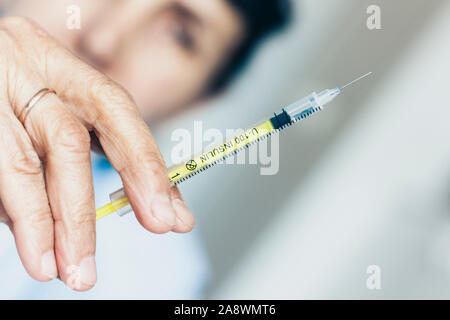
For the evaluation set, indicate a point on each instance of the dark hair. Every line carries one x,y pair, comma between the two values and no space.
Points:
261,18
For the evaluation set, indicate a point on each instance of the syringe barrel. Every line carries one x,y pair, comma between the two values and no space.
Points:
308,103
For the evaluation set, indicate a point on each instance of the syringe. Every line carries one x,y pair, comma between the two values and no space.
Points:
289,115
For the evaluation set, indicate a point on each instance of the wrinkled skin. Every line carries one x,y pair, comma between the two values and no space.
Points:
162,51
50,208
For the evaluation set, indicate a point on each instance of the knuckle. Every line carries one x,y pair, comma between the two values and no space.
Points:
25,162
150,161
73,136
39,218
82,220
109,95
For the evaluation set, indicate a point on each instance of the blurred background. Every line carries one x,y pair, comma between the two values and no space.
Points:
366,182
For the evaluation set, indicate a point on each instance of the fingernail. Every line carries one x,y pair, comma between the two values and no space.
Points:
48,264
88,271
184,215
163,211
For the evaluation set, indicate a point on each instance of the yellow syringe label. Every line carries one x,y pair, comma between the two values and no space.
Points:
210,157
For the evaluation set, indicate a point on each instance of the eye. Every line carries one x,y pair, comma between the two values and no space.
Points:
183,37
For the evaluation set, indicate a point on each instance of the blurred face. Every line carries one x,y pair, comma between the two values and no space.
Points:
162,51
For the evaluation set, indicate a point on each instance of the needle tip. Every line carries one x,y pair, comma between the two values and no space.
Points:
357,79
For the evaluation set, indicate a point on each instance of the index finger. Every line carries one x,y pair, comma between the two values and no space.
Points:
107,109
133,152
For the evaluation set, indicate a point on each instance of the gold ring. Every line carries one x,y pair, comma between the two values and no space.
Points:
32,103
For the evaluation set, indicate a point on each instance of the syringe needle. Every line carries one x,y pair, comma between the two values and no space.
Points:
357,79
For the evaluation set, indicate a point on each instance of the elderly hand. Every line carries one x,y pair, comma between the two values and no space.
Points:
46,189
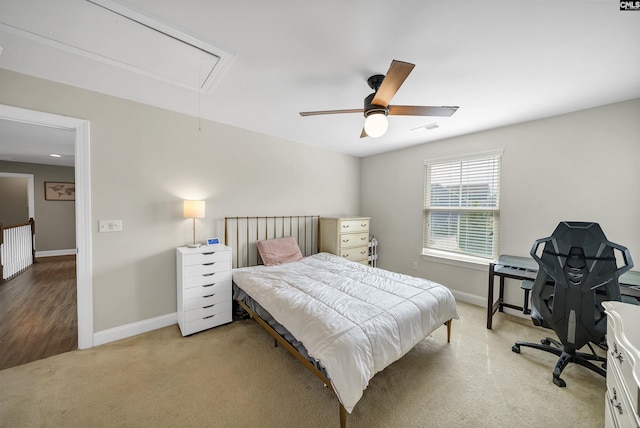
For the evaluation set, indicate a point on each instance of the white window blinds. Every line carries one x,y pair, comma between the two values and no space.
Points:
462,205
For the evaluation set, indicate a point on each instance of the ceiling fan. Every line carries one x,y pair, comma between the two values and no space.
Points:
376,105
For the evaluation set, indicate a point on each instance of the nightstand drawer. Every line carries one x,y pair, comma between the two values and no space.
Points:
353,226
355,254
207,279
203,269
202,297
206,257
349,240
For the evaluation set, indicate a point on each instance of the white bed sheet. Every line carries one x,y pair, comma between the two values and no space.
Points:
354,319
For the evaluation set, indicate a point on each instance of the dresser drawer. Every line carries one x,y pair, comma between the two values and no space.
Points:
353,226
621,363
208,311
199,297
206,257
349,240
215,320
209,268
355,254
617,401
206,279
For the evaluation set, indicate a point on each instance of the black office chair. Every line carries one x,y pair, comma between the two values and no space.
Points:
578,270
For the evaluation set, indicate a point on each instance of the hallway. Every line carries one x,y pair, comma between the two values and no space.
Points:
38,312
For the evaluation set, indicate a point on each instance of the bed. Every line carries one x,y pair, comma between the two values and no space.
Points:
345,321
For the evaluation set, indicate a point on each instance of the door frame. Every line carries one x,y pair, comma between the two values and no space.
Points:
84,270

□ □ □ □ □ □ □

◆ TASK GOAL
Omit the pictures and restate the rest of the records verbatim.

◆ FINAL RESULT
For the evaluation set, indicate a point on each instance of the dark hair. Every line carries one x,y pair, comma between the two values and no space.
Points:
261,18
For the evaluation set, indicate a point on each instance of the syringe barrel. Every line carries one x,y pair, comma between the two values and no space.
Points:
308,103
For the evaluation set, indicate a point on each instance of the syringe. Every line carries one x,y pair, comma between the two values and no space.
Points:
289,115
For the evaluation set, indicate a point on each instance of the wrinkled skin. Every line carries one x,y pair, comma between the two values and no space.
Points:
162,51
50,208
For the evaluation set, indicate a point on each instance of the knuckle. Every line carries one x,y pair, comma between the two values and no space.
Points:
25,162
150,161
73,136
39,218
82,220
109,95
For the evaluation set, indicate a point on each instance of the blurred background. Every line carries one x,y pair, comma between the two values and no space.
Points:
366,182
For the evaluation set, indicate a point on each instance of the fingernail. Every line carries one x,y pair, comma between the two values and no space.
Points:
48,264
88,271
184,215
163,211
For the evaluation set, indicate a point on each instance of the yellow syringe label. Every line carries one x,y pair, comma between the two values and no space.
Points:
210,157
For the evaluation set, indicate a point on each instance of the eye. Every line carries one x,y pair, comma between the two values and no space.
Points:
183,37
For the evaluation set, indicate a point on each instance of the blurred face. Every line carries one x,y pair, comma between the two values and no space.
Points:
162,51
For the evaluation set, indicate a point on each instance of the needle tip. Every line carries one x,y pair, comma between the two values and no space.
Points:
357,79
For the evaluation set, indicate a point on each instance of the index finger. Every line carries one x,y pair, comma between the two values and no space.
Points:
107,109
133,152
For the evaluation set, indicate a point on each instance of the gold ring. Every line carries one x,y pair, comma between the two values and no space.
Points:
32,103
For the evaluation set, indicate a point on each instance of the syringe needle. Every line carries one x,y pair, comma between the two values and no space.
Points:
357,79
For the evaluation set, indicate a point on each instance of the elderly hand. Every line carries one x,y pair, comma between the two values and no space.
Points:
46,189
For the evaluation set, indicate a point on each instance of the white window blinds. Every line carries one x,y pair, comma between the two values and no space.
Points:
462,205
For the evaluation set, indicate a point on each instance of the ceiling fan. Every line carries one x,y pair, comma between the two values and no space.
Points:
376,105
For the evaluation set, indicate a point on each instance of the nightstand drawer. Every line carries one x,y pair, comma between the two values and no space.
Points:
353,226
355,254
207,279
203,269
202,297
206,257
349,240
For the evaluation set, indicate a point on each instance of the white bed sheet. Every line carries one x,y pair, comma between the two values and no space.
Points:
354,319
For the evaluation set, indicate a point on each instance of the dresser drawer. Every line carries one x,y pair, comma between the two values and no space.
Points:
353,226
621,363
208,311
199,297
206,257
349,240
215,320
209,268
355,254
617,401
206,279
For the evaluation set, indicate a point on each instance of the black office chair. Every line carries one x,y pair, comma between the two values and no space.
Points:
578,270
For the evaluation set, indicate a point on each instance of the hallway. Every line carries one x,y pair, comma between the two values and no space.
Points:
38,312
For the evaluation set, indicate a point on each instance of the bed. Every line carries one x,y pair, comma between the two values and no space.
Points:
345,321
For the evaluation set, indicate a point on each instance of the door frame. Every line carries one x,y pair, comma between the two values and no space.
Points:
84,270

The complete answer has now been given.